• [Fragmento]:
-----
Saltemos 20 años hacia el presente. Obviamente -casi que sobra recordarlo- las limitaciones de rollos desaparecieron, hasta nuestras mamás y abuelas tienen cámaras en sus bolsillos y, con plataformas como Facebook o Whatsapp, las fotos ya no tienen que quedarse en un álbum polvoriento. Están siempre disponibles en línea, y pueden ser transferidas fácilmente a nuestros dispositivos móviles, y compartidas una y otra vez entre nuestros contactos.
Esto -también parece innecesario recordarlo- ha permitido que los lazos entre familias y amigos, en muchos casos, se renueven. Ahora toda la familia y todos los amigos pueden estar atentos a cada momento, a cada paso, a cada palabra -esto es a veces literal- de un bebé o de un infante. ¿Cómo no hacerlo, cuando se trata de algo tan especial? ¿Cómo no hacerlo, cuando resulta TAN fácil?
En este estado de cosas, la solicitud de fotos es bastante recurrente para quienes nos convertimos en padres. Lo cual es afortunado, pues muchas personas se preocupan y tienen genuino interés en conocer los primeros momentos de una nueva personita. ¿Por qué no compartir todas las fotos posibles?
La otra cara de la moneda
Aunque a veces se vuelve parte del paisaje (y se ha hablado hasta el cansancio de ello), ninguno de los servicios y plataformas que usamos día tras día son realmente gratuitos. Alguien TIENE que pagar por ellos. Y en el caso de los servicios por los que fluye la mayor cantidad de fotos compartidas, como Facebook -¿es necesario recordarlo?-, no sólo de trata de empresas comerciales, sino con un modelo de negocio muy claro. La información sobre nuestros hábitos y gustos, representados en un complejo grafo social, es lo que Facebook ofrece como valor único a sus anunciantes. Al final del día, el negocio es lograr vender(nos) mejor y la promesa de ser más efectivos en ese proceso.
-----
• [Material proporcionado]:
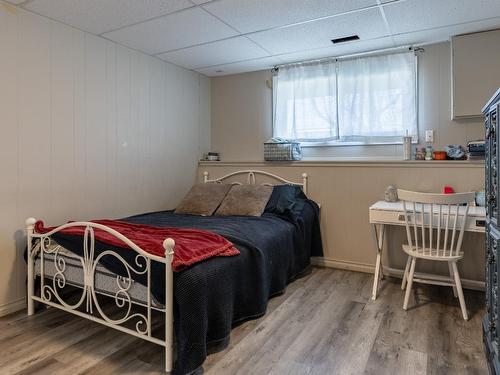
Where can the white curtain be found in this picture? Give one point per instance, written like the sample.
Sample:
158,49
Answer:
368,100
377,98
305,102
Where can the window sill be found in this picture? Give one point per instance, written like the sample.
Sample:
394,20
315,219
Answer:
354,162
344,144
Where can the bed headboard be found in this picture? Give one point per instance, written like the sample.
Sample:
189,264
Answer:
251,178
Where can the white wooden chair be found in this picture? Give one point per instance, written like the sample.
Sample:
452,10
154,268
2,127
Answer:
427,216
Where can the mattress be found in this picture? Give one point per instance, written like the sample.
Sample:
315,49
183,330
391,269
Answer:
105,282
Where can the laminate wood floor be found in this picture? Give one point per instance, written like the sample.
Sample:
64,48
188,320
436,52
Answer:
325,323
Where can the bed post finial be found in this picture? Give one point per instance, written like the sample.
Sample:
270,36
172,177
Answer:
30,228
168,245
30,223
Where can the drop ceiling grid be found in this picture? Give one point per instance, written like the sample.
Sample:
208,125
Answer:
209,36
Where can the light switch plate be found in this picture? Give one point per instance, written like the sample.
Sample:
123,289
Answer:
429,136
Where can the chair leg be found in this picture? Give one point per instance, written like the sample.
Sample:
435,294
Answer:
405,275
460,291
452,275
410,282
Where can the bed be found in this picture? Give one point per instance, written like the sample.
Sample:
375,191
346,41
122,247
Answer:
200,303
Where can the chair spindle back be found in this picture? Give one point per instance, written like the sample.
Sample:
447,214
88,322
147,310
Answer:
427,215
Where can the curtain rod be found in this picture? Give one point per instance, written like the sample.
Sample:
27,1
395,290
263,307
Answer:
354,55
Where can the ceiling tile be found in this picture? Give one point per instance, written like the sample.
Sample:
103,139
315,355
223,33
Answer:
178,30
368,24
339,50
216,53
254,15
445,33
98,16
415,15
241,67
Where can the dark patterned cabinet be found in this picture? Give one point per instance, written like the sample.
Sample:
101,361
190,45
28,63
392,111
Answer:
491,321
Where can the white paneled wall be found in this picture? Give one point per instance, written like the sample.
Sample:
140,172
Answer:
89,129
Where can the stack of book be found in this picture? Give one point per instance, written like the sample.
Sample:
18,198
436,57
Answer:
-----
• [Objetivo planteado 1]:
Convierte en una lista breve el párrafo del fragmento que comienza con «Aunque a veces se vuelve parte del paisaje» y conserva sus datos principales.
• [Objetivo planteado 2]:
¿Qué ofrece Facebook como valor único a sus anunciantes, según el fragmento?
Las líneas no tienen relación con el fragmento.

• [Respuesta correcta 1]:
- Ninguno de los servicios y plataformas que usamos a diario es realmente gratuito, y alguien tiene que pagar por ellos.
- Los servicios por los que circulan más fotos compartidas, como Facebook, son empresas comerciales con un modelo de negocio muy claro.
- Facebook ofrece a sus anunciantes, como valor único, la información sobre nuestros hábitos y gustos, representada en un complejo grafo social.
- El negocio consiste en vendernos mejor, con la promesa de ser más efectivos en ese proceso.

• [Respuesta correcta 2]:
La información sobre nuestros hábitos y gustos, representados en un complejo grafo social.